- **Source**:
■ ■ ■ ■ ■ ■ ■

After this moment of seeming glory, a sizzling tongue shot out from the opening in her right shoulder as her head became wreathed in fire. Flames played about the face of their victim until her cheeks dropped off in lumps.

The blaze crept down her garment, wrapping the magnificent figure in a flaming robe—golden once again. The brilliant conflagration burned with the roar of a tornado, devouring the goddess with malicious eagerness. For twenty minutes she stood defiant in the blazing mantle before finally giving way to the consuming embrace of the flames. Seeming to take one last gasp, the colossus quivered and fell forward into the water. Fire continued to ravage the collapsed heap until almost every vestige of the once-great statue succumbed and sank into a shapeless pile of embers.

It took just thirty-six minutes to cremate the Statue of the Republic.

Her executioners slipped away quietly as crowds arrived on the scene, curious about the smoke rising over the park.

The Statue of the Republic of the 1893 World’s Fair survived three fires (such as this great blaze in January 1894) before being burned down on August 28, 1896. [Image from Picturesque World’s Fair. W.B. Conkey, 1894.]

Golden Goddess of the Grand Basin

The 1893 World’s Columbian Exposition, held in Chicago’s Jackson Park, offered visitors a dazzling array of unforgettable sights. Few received as much attention as the Court of Honor—the stunning “White City” of Beaux Arts exhibit halls and sculpture lining a Grand Basin. On the western side of the basin stood Frederick MacMonniesColumbian Fountain with the Administration Building and its golden dome as a backdrop.

The design of the east end of the basin began at a meeting of World’s Fair architects in Chicago on February 24, 1891. Augustus Saint-Gaudens, whom Daniel Burnham invited to serve as official advisor on sculpture for the Exposition, proposed that the lakeside end of the Court of Honor be architecturally anchored by a portico of thirteen columns (representing the original thirteen states) framing a colossal statue symbolizing the American republic. Charles B. Atwood later developed this design into the Peristyle, with its triumphal arch and colonnade. Saint-Gaudens’ sketch for the statue drew clear inspiration from Frederic Auguste Bartholdi’s colossus Liberty Enlightening the World, installed in New York Harbor just a few years earlier. In July 1891, Saint-Gaudens recommended Daniel Chester French for the job of designing and executing this important statue, which would become an icon of the 1893 World’s Fair.

Using French’s thirteen-foot-tall plaster model, workers constructed the sixty-five-foot-tall hollow structure in staff, a stucco-like mixture of plaster and jute fiber, over an iron-and-wood framework. The Republic was the largest statue ever made in America up to that time. The female figure, representing the strength of the American republic and the republican form of government, stood symmetrically wearing a flowing robe having heavy vertical folds and graceful curves. With arms extended above her laurel-wreathed head, she held in her right hand a globe on which an eagle rested with outspread wings. The left hand grasped a pole, on top of which rested a liberty (Phrygian) cap. The entire surface—including the head and arms—was covered in gold leaf.

■ ■ ■ ■ ■ ■ ■

- **Data provided**:
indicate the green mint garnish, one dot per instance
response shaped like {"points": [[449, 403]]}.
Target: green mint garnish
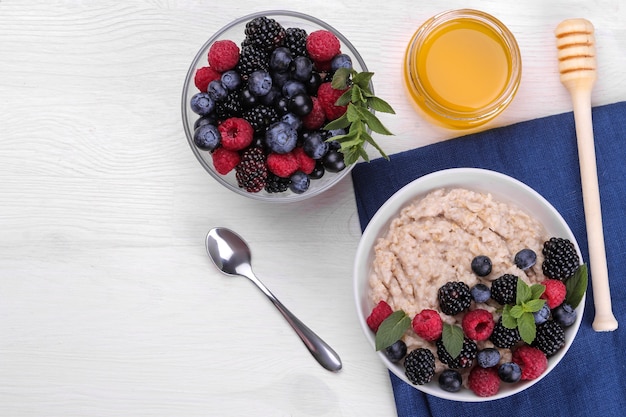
{"points": [[452, 338], [359, 100], [392, 329], [520, 315]]}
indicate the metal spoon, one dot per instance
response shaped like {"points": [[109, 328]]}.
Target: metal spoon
{"points": [[231, 255]]}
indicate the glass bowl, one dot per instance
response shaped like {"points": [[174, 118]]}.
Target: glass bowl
{"points": [[234, 31], [503, 189]]}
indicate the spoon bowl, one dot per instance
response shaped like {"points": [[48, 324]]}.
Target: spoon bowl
{"points": [[231, 255]]}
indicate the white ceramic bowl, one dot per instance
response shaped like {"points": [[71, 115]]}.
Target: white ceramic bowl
{"points": [[235, 31], [503, 188]]}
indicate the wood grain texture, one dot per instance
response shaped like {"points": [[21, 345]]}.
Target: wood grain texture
{"points": [[109, 305]]}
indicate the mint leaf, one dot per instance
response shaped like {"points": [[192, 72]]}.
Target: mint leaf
{"points": [[452, 338], [508, 320], [523, 293], [576, 286], [527, 327], [392, 329], [533, 306], [537, 290]]}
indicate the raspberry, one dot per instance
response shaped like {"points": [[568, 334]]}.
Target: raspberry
{"points": [[316, 118], [306, 164], [531, 360], [485, 382], [322, 45], [223, 55], [224, 160], [478, 324], [283, 165], [419, 366], [378, 315], [327, 97], [204, 76], [555, 292], [428, 325], [236, 133]]}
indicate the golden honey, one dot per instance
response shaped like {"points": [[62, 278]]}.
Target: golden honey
{"points": [[462, 68]]}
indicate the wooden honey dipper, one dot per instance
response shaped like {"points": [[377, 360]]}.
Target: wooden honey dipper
{"points": [[577, 66]]}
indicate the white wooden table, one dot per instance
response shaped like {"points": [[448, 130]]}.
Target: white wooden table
{"points": [[109, 305]]}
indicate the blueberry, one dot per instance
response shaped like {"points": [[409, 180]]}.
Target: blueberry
{"points": [[202, 104], [564, 314], [525, 258], [217, 91], [301, 104], [301, 68], [281, 105], [314, 146], [340, 61], [480, 293], [280, 78], [207, 137], [509, 372], [450, 380], [280, 137], [291, 119], [396, 352], [333, 161], [260, 83], [318, 171], [292, 87], [481, 265], [270, 98], [209, 119], [542, 315], [231, 80], [299, 182], [280, 59], [313, 83], [488, 357]]}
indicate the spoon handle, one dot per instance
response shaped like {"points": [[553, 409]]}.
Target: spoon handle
{"points": [[320, 350]]}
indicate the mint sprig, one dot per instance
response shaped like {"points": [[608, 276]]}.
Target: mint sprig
{"points": [[358, 118], [520, 315], [392, 329]]}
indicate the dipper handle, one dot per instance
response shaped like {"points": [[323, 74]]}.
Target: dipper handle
{"points": [[577, 66]]}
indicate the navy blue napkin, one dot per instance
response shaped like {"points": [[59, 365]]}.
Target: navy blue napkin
{"points": [[591, 379]]}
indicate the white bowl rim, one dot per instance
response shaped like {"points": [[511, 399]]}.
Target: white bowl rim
{"points": [[447, 178], [279, 197]]}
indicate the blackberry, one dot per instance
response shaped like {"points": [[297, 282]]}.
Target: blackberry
{"points": [[229, 107], [251, 172], [419, 366], [503, 337], [265, 33], [295, 40], [454, 297], [560, 259], [251, 59], [465, 359], [260, 117], [276, 184], [550, 337], [504, 289]]}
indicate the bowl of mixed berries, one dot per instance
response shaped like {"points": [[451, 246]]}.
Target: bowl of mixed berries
{"points": [[266, 101]]}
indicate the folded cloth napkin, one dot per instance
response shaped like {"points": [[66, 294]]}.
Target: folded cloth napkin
{"points": [[591, 379]]}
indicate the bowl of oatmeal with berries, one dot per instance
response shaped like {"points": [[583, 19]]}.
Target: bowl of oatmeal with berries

■ ■ ■ ■ ■ ■ ■

- **List of tasks**:
1. Give again, exactly, the part of the text on the Statue of the Republic between "Her executioners slipped" and "as a backdrop.", inclusive.
2. Continue the account of the Statue of the Republic from the point where it stops.

- **Exercise responses**:
1.
Her executioners slipped away quietly as crowds arrived on the scene, curious about the smoke rising over the park.

The Statue of the Republic of the 1893 World’s Fair survived three fires (such as this great blaze in January 1894) before being burned down on August 28, 1896. [Image from Picturesque World’s Fair. W.B. Conkey, 1894.]

Golden Goddess of the Grand Basin

The 1893 World’s Columbian Exposition, held in Chicago’s Jackson Park, offered visitors a dazzling array of unforgettable sights. Few received as much attention as the Court of Honor—the stunning “White City” of Beaux Arts exhibit halls and sculpture lining a Grand Basin. On the western side of the basin stood Frederick MacMonniesColumbian Fountain with the Administration Building and its golden dome as a backdrop.

2.
The gilded goddess of the New World towered over the Court of Honor on a thirty-five-foot base placed in the east end of the Grand Basin. She faced west, toward the Administration Building and the recently-vanished American frontier. A giant canvas cloth covered the figure until Opening Day of the Exposition.

On May 1, 1893, when the President of the United States pushed an electric button to initiate the great transformation scene that officially opened the Fair, a man sitting inside the laurel wreath on the statue’s head performed his appointed task. He cast off the drapery concealing the figure to reveal the Golden Lady in radiant beauty to the hundreds of thousands of spectators stretched around the basin.

Daniel Chester French’s Statue of the Republic became an icon of the 1893 World’s Columbian Exposition. [Image from Picturesque World’s Fair. W.B. Conkey, 1894.]

Massive, stately, simple, and severe

“That crowning feature of the Fair,” sculptor Lorado Taft wrote of the Republic, “was more than a big feature; it was a great one.”

In his Columbian Exposition report “The Lady of the Lake”, journalist Julian Hawthorne praised French’s celestial statue:

“It is a work on which any artist might be content to rest his reputation. It is massive, stately, simple, and severe. The heavy robe falls in straight folds, like those of the early Greek statues. The pose is at once the simplest possible, and the most impressive. So should stand the human symbol of the mightiest of nations. It is as dignified as a tower, and as splendid as a goddess.”

For six months, the Republic colossus stood witness to the great Exposition. She saw parades of dignitaries including President Grover Cleveland and Princess Eulalia of Spain, the first rotation of the sky-scraping Ferris Wheel on the distant horizon, Saint-Gaudens’ own gilded goddess Diana twirling in the wind atop the adjacent Agricultural Building, spectacular nightly illuminations of the Court of Honor and firework displays, the horrific Cold Storage Building fire that took fifteen (or sixteen?) lives, lovers enjoying romantic gondola rides through the lagoon, the largest peaceful gathering of people up to that point in human history for the Chicago Day celebration, and the somber memorial for a slain mayor on what should have been a festive Closing Day on October 30, 1893.

Work to dismantle the Exposition began immediately. The Golden Lady watched as exhibitors packed up their displays and crews disassembled buildings for scrap materials or, in a few cases, for reconstruction elsewhere. The terms for using Jackson Park for the World’s Fair included the stipulation that the World’s Columbian Exposition directors must return the site to Chicago’s South Park Commission in essentially the same condition as it was when turned over to them in 1891. Restoring the fairgrounds back to a city park would take years, and all the while Chicagoans debated how the Fair’s buildings and statuary and legacy might be preserved.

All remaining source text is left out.